▶ **What the task requires**: Counting only lines below that contain the string "brown", give the total as a single number.

Records from a data collection

--- START ---

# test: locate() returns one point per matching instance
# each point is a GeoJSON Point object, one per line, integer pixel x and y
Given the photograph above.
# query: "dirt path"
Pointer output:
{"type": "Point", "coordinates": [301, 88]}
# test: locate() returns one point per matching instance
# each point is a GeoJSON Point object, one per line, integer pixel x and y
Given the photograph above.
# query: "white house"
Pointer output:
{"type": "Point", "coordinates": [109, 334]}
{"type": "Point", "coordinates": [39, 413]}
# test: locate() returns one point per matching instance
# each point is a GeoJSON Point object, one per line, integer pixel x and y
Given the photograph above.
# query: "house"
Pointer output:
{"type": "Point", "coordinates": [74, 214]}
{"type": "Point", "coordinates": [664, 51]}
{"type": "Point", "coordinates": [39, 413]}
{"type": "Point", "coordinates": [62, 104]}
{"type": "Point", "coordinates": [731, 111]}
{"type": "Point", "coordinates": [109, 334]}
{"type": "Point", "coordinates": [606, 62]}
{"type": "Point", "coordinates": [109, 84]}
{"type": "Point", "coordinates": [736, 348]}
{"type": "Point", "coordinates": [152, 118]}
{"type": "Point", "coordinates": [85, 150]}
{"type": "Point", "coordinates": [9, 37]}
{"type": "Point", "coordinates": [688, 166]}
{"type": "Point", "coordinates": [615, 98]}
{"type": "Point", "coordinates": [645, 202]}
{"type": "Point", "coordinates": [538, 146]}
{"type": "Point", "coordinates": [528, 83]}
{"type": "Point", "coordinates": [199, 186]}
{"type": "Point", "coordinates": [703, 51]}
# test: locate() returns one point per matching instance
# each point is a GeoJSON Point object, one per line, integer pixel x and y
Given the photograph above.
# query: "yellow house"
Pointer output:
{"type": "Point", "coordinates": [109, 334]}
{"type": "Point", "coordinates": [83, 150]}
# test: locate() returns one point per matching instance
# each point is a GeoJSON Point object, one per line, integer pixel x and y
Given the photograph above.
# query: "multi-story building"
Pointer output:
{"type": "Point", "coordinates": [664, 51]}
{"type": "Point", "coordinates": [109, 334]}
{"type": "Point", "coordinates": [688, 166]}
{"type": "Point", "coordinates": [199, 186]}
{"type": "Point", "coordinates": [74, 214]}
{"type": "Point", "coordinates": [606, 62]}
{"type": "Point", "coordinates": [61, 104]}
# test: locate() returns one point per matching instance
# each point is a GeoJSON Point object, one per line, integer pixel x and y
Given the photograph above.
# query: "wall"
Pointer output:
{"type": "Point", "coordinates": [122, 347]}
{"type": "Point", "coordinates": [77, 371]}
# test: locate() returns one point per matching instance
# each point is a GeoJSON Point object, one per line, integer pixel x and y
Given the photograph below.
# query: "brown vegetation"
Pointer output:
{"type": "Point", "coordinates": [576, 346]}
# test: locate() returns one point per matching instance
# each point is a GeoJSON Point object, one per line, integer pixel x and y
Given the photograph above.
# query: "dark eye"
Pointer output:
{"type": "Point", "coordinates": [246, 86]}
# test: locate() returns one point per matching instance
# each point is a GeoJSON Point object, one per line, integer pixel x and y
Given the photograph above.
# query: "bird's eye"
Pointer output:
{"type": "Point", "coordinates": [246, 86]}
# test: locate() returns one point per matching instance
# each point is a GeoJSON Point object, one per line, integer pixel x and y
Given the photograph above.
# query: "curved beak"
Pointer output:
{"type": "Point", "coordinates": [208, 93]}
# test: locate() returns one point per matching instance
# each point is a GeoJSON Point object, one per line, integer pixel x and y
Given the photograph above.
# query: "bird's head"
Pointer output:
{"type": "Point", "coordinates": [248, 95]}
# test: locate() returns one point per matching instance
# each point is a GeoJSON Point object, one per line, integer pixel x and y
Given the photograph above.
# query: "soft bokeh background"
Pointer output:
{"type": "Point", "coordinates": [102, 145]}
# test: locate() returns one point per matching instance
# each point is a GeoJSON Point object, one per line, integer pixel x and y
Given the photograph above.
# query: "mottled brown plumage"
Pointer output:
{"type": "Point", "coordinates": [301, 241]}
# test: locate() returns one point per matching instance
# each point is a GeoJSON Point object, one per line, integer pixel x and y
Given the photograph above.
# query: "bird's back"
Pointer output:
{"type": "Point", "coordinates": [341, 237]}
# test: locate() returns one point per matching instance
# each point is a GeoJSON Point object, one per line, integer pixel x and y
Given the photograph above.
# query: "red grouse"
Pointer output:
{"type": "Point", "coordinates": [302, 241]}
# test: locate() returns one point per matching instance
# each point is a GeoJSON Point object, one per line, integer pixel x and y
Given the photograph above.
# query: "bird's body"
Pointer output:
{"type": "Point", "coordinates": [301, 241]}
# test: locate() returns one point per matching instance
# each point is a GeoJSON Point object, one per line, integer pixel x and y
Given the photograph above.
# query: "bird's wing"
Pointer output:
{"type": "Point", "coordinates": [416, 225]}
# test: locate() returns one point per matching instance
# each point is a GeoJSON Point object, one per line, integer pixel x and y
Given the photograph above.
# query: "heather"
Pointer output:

--- END ---

▶ **Exercise response**: 2